Task data:
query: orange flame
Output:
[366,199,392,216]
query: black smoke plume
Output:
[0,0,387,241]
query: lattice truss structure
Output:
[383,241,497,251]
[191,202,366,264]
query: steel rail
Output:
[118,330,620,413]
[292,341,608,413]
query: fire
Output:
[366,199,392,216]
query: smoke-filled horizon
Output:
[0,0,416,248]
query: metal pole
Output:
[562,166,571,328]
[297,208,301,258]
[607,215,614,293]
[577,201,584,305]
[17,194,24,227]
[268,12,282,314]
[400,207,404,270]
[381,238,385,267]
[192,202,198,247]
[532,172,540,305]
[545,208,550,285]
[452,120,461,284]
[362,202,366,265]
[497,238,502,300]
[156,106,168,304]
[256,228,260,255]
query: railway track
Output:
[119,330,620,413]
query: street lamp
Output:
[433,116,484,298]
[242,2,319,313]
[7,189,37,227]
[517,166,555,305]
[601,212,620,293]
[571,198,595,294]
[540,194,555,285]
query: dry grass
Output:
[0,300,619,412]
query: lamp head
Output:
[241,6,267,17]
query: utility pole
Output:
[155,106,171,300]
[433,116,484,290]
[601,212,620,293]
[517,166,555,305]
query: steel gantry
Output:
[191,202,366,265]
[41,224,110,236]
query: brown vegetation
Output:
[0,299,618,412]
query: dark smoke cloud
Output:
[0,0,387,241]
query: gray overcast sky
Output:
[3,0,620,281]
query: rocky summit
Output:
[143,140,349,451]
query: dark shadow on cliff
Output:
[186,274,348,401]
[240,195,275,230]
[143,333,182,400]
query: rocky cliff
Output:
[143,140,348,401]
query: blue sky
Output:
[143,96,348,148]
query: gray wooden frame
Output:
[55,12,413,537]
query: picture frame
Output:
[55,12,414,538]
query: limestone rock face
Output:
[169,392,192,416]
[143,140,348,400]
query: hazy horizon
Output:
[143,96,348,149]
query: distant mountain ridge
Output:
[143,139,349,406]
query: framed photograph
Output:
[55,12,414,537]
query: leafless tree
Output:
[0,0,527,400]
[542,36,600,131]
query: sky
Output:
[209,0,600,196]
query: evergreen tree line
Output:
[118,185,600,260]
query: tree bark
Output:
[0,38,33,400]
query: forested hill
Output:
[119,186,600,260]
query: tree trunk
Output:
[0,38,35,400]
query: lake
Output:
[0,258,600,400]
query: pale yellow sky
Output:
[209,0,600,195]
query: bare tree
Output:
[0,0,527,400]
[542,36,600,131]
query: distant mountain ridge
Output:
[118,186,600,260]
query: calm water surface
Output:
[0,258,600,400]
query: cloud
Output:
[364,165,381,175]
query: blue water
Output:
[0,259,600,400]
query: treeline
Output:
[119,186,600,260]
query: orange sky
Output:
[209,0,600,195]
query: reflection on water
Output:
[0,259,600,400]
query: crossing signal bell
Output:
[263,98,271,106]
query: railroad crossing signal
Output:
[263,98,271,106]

The request: Which lines in the entries above contain the word "dark"? Select each one and copy it.

Output for this task:
query: dark smoke cloud
query: dark shadow on cliff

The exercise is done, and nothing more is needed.